BEGIN EXTRACTED RECORDS

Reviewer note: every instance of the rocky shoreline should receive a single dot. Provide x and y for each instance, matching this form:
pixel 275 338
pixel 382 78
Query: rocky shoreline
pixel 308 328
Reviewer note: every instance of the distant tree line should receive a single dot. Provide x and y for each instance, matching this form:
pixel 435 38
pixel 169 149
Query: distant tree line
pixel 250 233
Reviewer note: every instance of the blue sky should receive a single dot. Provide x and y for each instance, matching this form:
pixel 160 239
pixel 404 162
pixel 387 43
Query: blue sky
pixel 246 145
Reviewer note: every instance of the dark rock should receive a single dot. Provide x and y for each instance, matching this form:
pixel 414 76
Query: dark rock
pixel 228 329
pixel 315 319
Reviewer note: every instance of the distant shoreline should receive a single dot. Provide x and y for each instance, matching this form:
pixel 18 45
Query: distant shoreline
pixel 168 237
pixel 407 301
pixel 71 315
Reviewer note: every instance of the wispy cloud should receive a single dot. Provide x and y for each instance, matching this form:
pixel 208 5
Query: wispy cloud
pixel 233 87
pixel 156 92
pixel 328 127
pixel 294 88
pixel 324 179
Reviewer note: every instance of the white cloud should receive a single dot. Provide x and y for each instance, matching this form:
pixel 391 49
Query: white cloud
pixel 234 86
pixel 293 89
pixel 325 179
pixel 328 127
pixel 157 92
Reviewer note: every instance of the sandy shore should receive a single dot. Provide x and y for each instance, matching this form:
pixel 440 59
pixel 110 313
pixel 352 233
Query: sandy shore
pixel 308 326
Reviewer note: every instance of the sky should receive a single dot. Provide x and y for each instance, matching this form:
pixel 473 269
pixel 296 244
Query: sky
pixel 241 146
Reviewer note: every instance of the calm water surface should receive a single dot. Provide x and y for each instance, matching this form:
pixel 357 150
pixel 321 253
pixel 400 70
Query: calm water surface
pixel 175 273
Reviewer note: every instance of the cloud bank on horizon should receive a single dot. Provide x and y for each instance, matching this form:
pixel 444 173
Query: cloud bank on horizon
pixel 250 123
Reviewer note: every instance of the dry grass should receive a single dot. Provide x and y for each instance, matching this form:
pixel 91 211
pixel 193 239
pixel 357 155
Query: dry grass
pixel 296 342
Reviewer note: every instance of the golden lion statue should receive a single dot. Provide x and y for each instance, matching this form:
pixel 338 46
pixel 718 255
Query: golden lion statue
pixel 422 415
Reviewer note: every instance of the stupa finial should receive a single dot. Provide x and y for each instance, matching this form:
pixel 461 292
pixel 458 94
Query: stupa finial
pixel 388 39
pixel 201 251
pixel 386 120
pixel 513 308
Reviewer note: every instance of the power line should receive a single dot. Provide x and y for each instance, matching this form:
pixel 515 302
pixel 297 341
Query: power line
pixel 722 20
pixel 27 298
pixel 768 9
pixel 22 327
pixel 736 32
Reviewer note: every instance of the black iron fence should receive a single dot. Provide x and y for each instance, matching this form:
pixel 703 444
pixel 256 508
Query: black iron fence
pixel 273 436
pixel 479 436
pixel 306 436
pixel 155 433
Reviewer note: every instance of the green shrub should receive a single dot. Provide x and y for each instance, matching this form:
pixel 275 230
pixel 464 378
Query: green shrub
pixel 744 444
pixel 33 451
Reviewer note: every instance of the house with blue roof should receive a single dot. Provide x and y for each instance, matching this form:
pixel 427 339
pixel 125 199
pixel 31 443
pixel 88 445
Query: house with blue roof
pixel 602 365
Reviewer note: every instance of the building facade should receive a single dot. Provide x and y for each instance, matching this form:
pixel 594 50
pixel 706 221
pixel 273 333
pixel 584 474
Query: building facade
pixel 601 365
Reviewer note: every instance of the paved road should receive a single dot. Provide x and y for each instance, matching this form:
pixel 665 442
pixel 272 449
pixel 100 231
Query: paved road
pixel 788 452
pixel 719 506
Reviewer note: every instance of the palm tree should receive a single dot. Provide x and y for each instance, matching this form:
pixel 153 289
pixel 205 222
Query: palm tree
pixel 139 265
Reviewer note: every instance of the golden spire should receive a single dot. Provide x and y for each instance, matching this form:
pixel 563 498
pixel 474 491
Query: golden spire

END EXTRACTED RECORDS

* _WORK ITEM_:
Wherever the string "spire" is found in the listing above, copy the line that contains it.

* _ANSWER FOR THE TASK_:
Reviewer note: every instance of the golden spire should receive a single dot. Provide x and y for each instance, matching this form:
Query: golden spire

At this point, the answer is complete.